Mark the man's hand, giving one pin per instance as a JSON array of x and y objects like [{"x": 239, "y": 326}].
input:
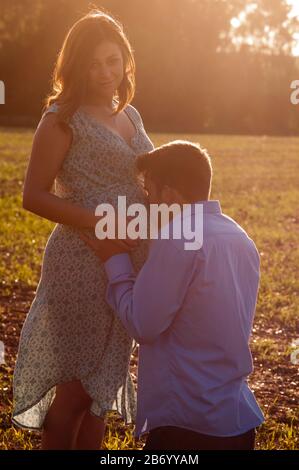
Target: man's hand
[{"x": 104, "y": 249}]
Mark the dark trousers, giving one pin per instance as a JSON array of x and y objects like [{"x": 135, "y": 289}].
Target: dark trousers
[{"x": 173, "y": 438}]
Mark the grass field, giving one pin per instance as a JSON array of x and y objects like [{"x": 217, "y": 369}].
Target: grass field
[{"x": 257, "y": 181}]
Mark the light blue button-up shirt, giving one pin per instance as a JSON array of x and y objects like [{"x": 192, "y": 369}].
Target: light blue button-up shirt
[{"x": 192, "y": 313}]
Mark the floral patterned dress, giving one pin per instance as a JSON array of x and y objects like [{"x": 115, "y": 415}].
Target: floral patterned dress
[{"x": 70, "y": 332}]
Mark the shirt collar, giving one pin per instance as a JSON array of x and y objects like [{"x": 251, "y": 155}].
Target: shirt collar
[{"x": 209, "y": 207}]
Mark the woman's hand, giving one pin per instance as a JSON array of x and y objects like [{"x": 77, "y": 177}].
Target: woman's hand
[{"x": 104, "y": 249}]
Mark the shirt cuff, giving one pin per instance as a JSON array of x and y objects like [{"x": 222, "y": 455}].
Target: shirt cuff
[{"x": 117, "y": 265}]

▶ _Assigned task_
Would you transcribe all of the data exactly, apart from its pictures?

▶ _Reply_
Mark the man's hand, giving one pin per instance as a JSON array of x and y objects like [{"x": 239, "y": 326}].
input:
Target: man's hand
[{"x": 104, "y": 249}]
Mark the dark trousers, giving one pin per instance as a JSON array of x and y objects like [{"x": 135, "y": 289}].
Target: dark trousers
[{"x": 173, "y": 438}]
Mark the grass field, giving one pin per instance as a JSON array of x and y objects like [{"x": 217, "y": 369}].
Target: grass field
[{"x": 257, "y": 181}]
Mark the light blue button-up shirt, giving one pin per instance as a JSON array of x and y objects like [{"x": 192, "y": 369}].
Target: light blue button-up shirt
[{"x": 192, "y": 313}]
Mark the floral patterned dress, giving one pin per instance as a JSON array of x and y objects like [{"x": 115, "y": 415}].
Target: floral patterned dress
[{"x": 70, "y": 332}]
Mark the shirt collar, giving one pin per instance as a JSON array of x and y objects like [{"x": 251, "y": 155}].
Target: shirt collar
[{"x": 209, "y": 207}]
Mark the woman's hand, giving one pin per instance as a JSON array of x and y objects like [{"x": 77, "y": 177}].
Target: woman's hand
[{"x": 104, "y": 249}]
Mark the shirt cuff, giving one pin per instance as a JSON array of x and y objects like [{"x": 222, "y": 455}].
Target: shirt cuff
[{"x": 117, "y": 265}]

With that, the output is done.